Pictures don't belong in the copy; print all the records exactly.

— start TASK INPUTS —

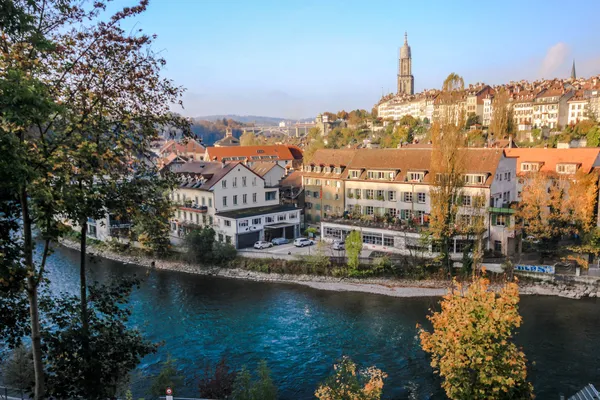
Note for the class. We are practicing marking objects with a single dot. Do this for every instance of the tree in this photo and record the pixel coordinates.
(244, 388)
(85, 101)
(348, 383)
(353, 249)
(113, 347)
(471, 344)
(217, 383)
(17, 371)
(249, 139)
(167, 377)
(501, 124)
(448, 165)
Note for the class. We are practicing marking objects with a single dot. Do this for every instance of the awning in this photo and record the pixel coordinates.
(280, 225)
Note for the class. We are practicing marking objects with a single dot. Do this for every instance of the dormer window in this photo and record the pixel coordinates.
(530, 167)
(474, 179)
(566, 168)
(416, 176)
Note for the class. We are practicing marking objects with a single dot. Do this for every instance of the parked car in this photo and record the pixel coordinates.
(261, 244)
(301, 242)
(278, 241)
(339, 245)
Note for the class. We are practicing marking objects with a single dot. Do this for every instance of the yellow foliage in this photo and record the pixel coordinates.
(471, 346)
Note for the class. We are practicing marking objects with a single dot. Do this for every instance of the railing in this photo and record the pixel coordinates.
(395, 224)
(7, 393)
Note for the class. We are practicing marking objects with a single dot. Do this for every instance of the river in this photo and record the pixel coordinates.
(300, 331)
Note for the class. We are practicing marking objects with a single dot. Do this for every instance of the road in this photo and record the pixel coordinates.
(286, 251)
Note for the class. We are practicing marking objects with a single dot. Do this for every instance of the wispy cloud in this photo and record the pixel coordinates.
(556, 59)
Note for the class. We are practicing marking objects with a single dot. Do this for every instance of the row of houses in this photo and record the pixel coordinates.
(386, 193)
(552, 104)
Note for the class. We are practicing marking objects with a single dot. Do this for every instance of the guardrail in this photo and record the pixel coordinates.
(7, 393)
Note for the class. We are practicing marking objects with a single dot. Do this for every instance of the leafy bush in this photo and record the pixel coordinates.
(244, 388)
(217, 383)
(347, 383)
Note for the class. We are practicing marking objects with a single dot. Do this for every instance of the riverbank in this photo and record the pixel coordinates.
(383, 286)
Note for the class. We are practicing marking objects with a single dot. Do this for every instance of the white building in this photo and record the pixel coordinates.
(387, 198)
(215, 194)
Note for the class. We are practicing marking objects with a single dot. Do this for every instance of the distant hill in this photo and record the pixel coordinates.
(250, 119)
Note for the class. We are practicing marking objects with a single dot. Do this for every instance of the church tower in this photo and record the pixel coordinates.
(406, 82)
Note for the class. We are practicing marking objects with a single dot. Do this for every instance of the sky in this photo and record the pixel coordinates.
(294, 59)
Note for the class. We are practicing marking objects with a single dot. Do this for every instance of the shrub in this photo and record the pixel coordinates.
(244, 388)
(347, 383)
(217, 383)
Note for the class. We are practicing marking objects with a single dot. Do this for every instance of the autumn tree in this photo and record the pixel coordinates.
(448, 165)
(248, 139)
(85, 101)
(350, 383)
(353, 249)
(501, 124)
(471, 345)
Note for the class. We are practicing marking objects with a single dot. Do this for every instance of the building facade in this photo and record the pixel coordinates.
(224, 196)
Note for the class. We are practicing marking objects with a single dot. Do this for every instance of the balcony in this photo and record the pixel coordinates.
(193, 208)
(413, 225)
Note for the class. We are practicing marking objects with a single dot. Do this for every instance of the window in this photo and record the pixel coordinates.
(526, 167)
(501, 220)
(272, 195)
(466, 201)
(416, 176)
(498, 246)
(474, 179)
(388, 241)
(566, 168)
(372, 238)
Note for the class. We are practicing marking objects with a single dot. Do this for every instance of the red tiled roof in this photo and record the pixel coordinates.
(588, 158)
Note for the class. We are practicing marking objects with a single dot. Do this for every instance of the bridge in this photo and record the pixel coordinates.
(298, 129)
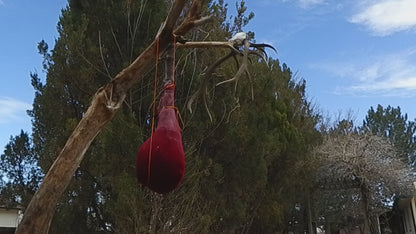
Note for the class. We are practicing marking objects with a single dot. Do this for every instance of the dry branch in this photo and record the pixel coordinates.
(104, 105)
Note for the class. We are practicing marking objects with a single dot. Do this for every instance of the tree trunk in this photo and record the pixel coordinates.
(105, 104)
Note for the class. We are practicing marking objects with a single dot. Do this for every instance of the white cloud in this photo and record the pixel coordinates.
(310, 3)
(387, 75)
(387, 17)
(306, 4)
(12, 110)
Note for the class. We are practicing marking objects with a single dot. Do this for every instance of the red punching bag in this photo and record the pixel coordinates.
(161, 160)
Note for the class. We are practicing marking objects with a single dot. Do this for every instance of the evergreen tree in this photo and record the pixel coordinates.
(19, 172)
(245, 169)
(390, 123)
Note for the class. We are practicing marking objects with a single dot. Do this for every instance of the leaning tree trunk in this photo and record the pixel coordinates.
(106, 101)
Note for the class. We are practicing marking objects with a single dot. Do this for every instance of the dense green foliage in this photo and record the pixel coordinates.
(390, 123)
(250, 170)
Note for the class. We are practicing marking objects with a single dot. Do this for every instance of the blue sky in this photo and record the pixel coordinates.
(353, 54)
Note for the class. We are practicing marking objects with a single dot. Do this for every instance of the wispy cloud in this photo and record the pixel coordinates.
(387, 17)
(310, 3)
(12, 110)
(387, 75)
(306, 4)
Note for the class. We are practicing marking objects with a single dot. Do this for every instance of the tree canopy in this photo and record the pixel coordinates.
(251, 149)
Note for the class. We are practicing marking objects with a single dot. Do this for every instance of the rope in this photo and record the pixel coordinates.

— end TASK INPUTS —

ANSWER TO THE EXERCISE -
Note for the class. We are practicing marking objects with a single dot. Do this for every instance of the tree in this photo and record the pixel coordinates.
(244, 388)
(85, 101)
(348, 383)
(353, 249)
(113, 347)
(471, 344)
(217, 383)
(17, 371)
(249, 139)
(167, 377)
(501, 124)
(448, 165)
Note for the class. We are practicing marking objects with a single dot. Do this for every instance of the awning in this photo and record the pixel coordinates.
(280, 225)
Note for the class. We are practicing marking objects with a single dot. Do this for every instance of the dormer window in this photo and record the pixel coordinates.
(530, 167)
(474, 179)
(566, 168)
(416, 176)
Note for the class. We are practicing marking objects with a single dot. Do this for every instance of the parked car in this photo and record the pixel coordinates.
(261, 244)
(301, 242)
(278, 241)
(339, 245)
Note for the class. We are practicing marking objects with a single dot. Do this for every instance of the yellow foliage in this photo and record the pixel coordinates.
(471, 346)
Note for the class. We are practicing marking objects with a single dot. Do this for every instance of the railing in this photo and record the pixel coordinates.
(395, 224)
(7, 393)
Note for the class. We are practicing marking objects with a single dot. Do this for every instance of the river in this photo and record the pixel coordinates.
(300, 331)
Note for the class. We are practicing marking objects with a single dot. Do this for every instance of the road in this photo and record the pixel coordinates.
(286, 251)
Note for the class. We are practicing marking objects with a single dot. Do this for every instance of the wispy cloud in this photo and record the pixel coordinates.
(556, 59)
Note for the class. We are practicing marking objects with a single dot. Do this for every instance of the row of houses in this photo and record the pixel coordinates.
(386, 193)
(552, 104)
Note for the class. We are practicing marking objects with a single dot. Do this for every instance of the guardrail in this photo and record the pixel coordinates.
(7, 393)
Note for the class. We are practicing marking objects with a single dot. Do this for every instance of the leafy bush in this photo and record the pixel coordinates.
(244, 388)
(217, 383)
(347, 383)
Note for the class. We are practicing marking objects with a single dot. Do this for every instance of the riverbank in this photo and record the pixel coordinates.
(383, 286)
Note for the class. We are practicing marking objects with a single dot. Do this for every instance of the white building in this photo and record the pixel coordinates.
(387, 198)
(215, 194)
Note for the class. We are practicing marking objects with a single dot. Do this for every instance of the distant hill in this photo and record the pixel coordinates.
(250, 119)
Note for the class. We are practicing marking objects with a single dot. Do this for every instance of the church tower in this photo and record the pixel coordinates.
(406, 82)
Note for the class. We are practicing marking objects with a single dot. Do this for every instance of the sky in this photo and record the pixel coordinates.
(294, 59)
Note for the class. We are practicing marking objects with a single dot. Do this for every instance of the shrub in this photo and record the pixel coordinates.
(244, 388)
(347, 383)
(217, 383)
Note for the class. We are practicing marking objects with a single dot. Do this for every instance of the autumn tree in this photo and record the pixel coordinates.
(448, 165)
(248, 139)
(85, 101)
(350, 383)
(353, 249)
(501, 124)
(471, 345)
Note for the class. We are practicing marking objects with a single dot. Do this for every instance of the building facade in this photo and record the pixel coordinates.
(224, 196)
Note for the class. We are practicing marking objects with a single dot. Do this for every instance of the balcony in this photo and record the pixel coordinates.
(193, 208)
(413, 225)
Note for the class. We are practicing marking objects with a single dot. Do this for every instance of the window in this photo and record the pixel coordinates.
(526, 167)
(501, 220)
(272, 195)
(466, 201)
(416, 176)
(498, 246)
(474, 179)
(388, 241)
(566, 168)
(372, 238)
Note for the class. We are practicing marking objects with a single dot. Do this for every instance of the red tiled roof in this photo and record the pixel coordinates.
(588, 158)
Note for the class. We are practicing marking objects with a single dot. Do this for every instance of the bridge in this photo and record the pixel coordinates.
(298, 129)
Note for the class. We are practicing marking objects with a single dot. Do this for every instance of the dry branch in this photo and record the pixel coordinates.
(104, 105)
Note for the class. We are practicing marking objects with a single dot. Do this for every instance of the tree trunk in this photo and record the pixel coordinates.
(105, 104)
Note for the class. We are practicing marking objects with a single dot. Do this for every instance of the white cloud in this photo and record the pixel coordinates.
(310, 3)
(387, 75)
(387, 17)
(306, 4)
(12, 110)
Note for the class. We are practicing marking objects with a single dot. Do this for every instance of the red punching bag in this photo and record the pixel coordinates.
(161, 160)
Note for the class. We are practicing marking objects with a single dot. Do this for every instance of the evergreen tree in this photo and record the pixel coordinates.
(19, 172)
(245, 169)
(390, 123)
Note for the class. We are practicing marking objects with a single dot. Do this for every instance of the leaning tree trunk in this photo and record the pixel coordinates.
(106, 101)
Note for the class. We are practicing marking objects with a single dot. Do this for every instance of the dense green foliage in this photo and record the pixel coordinates.
(390, 123)
(250, 170)
Note for the class. We are practicing marking objects with a single dot. Do this for every instance of the blue sky in this photo and record the pixel coordinates.
(353, 54)
Note for the class. We are practicing marking objects with a single dot. Do this for every instance of the wispy cloud in this photo and record the pixel coordinates.
(387, 17)
(310, 3)
(12, 110)
(387, 75)
(306, 4)
Note for the class. We are practicing marking objects with a single dot. Do this for every instance of the tree canopy in this photo and record the pixel coordinates.
(251, 149)
Note for the class. We are practicing marking objects with a single dot. Do this for every instance of the rope in this photo and record the pixel coordinates.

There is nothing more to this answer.